Embora governe uma cidade que não tem hospital, Rodrigo Battistella (PT), prefeito de Nova Santa Rita, se somou ao coro de quem pede para que os cortes previstos no programa Assistir na Saúde sejam revistos. Isso porque a população de Nova Santa Rita costuma ser atendida nos hospitais da Região Metropolitana, principalmente Canoas, explicou Battistella.
Ele destacou não ser contra o programa Assistir na Saúde e que a intenção dos prefeitos é discutir o assunto com a Secretaria Estadual da Saúde (SES). Diálogo que, até o momento, afirmou não ocorrer. “Não há preocupação do governo do Estado em saber como estes hospitais ficarão em pé. A gente não pode melhorar o interior do estado e criar um caos na Região Metropolitana”, disse o prefeito de Nova Santa Rita, pedindo para não haver mais cortes. “Não é possível retirar nenhum centavo a mais dos hospitais da Região Metropolitana.”
O pedido de diálogo também foi central nas palavras de Ana Boll, diretora do Hospital São Camilo, de Esteio, e coordenadora do Fórum de Saúde da Associação dos Municípios da Região Metropolitana de Porto Alegre (Granpal). “Queremos fazer uma discussão técnica e isso não está acontecendo. Quais os parâmetros? Estamos fazendo só um pedido: sentar e conversar sobre isso, ver os números, discutir a matriz do Assistir”, falou a diretora do Hospital São Camilo, instituição que dos R$ 24 milhões que recebe anualmente do governo estadual (cerca de R$ milhões/mês), receberá apenas R$ 4 milhões se o programa Assistir for adiante.

*Exercícios propostos:*
a - Copie literalmente, do texto sobre o programa Assistir na Saúde, a passagem que vai de "Embora governe uma" até "Canoas, explicou Battistella.".
b - Dê continuidade ao texto sobre o programa Assistir na Saúde a partir do ponto em que ele termina.

Entradas do conjunto de dados:
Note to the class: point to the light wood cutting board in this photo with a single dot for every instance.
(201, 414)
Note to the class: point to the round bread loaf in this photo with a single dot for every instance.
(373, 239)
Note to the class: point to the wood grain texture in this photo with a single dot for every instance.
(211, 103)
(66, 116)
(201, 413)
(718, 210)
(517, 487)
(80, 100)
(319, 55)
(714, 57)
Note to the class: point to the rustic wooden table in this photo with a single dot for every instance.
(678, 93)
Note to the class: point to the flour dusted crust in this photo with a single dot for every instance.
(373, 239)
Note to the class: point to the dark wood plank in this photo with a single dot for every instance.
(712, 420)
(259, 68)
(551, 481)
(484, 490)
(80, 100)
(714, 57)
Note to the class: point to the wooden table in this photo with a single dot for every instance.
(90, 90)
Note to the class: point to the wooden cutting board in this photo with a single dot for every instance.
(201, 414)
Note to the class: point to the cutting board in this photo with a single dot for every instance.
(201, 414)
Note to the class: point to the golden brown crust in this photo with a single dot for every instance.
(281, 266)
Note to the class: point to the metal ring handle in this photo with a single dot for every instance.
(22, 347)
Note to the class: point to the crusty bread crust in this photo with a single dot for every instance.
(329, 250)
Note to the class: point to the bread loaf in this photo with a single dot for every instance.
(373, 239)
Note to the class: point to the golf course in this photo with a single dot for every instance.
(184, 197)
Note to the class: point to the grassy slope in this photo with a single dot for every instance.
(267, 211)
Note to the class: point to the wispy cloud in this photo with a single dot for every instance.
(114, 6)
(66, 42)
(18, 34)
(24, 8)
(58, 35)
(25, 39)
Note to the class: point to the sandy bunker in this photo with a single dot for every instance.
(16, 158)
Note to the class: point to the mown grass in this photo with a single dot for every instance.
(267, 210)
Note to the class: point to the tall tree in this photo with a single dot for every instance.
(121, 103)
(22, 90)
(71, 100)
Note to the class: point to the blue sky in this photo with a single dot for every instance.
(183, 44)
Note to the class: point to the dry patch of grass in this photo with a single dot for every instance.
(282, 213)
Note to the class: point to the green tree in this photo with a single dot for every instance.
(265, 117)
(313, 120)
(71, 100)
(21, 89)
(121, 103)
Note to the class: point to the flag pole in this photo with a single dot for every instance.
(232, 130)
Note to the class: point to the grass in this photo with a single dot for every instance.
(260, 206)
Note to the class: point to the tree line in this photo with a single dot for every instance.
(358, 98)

*Respostas por exercício:*
a -
Embora governe uma cidade que não tem hospital, Rodrigo Battistella (PT), prefeito de Nova Santa Rita, se somou ao coro de quem pede para que os cortes previstos no programa Assistir na Saúde sejam revistos. Isso porque a população de Nova Santa Rita costuma ser atendida nos hospitais da Região Metropolitana, principalmente Canoas, explicou Battistella.

b -
Contrato com o colapso
Proponente da nova audiência pública que debateu o problema na Comissão de Saúde e Meio Ambiente da Assembleia Legislativa, o deputado Miguel Rossetto (PT) não disfarçou sua insatisfação ao final da reunião. A começar pela ausência da secretária Arita Bergmann. Para o parlamentar, se ela trata assim o parlamento gaúcho, não surpreende que não ouça as críticas dos prefeitos da Região Metropolitana.
Rossetto cobrou que o programa, tal como está posto, seja interrompido, criticou o fato do grupo de trabalho montado pelo governo para analisar o Assistir ainda não ter se reunido dois meses depois da sua criação, e lembrou que, nos próximos, o governo Leite entregara na Assembleia sua proposta de orçamento de 2024. Quando a proposta surgir, disse Rossetto, o parlamento não poderá “assinar um contrato com o colapso da saúde no Rio Grande do Sul.
Para o deputado, para além do debate sobre o programa Assistir, é fundamental que o governo estadual amplie os recursos para a área da saúde. “Não é só pensar a melhor distribuição do recurso existente, isso é obrigação. Temos que pensar nas necessidades da população gaúcha”, exclamou.
E olhando diretamente para as representantes do governo na audiência, questionou se a Secretaria Estadual da Saúde está satisfeita com os recursos existentes. “Qual cenário vocês trazem para o ano que vem com esse orçamento? A fila vai reduzir? O tempo de resposta vai melhorar?”, perguntou.
Durante a reunião, Rossetto apresentou cálculos mostrando que o financiamento hospitalar deveria ser R$ 494 milhões superior apenas considerando a reposição da inflação entre 2014 e 2022. Por fim, o deputado anunciou que a secretária Arita será convocada a prestar esclarecimentos à Assembleia, em data ainda a ser agendada.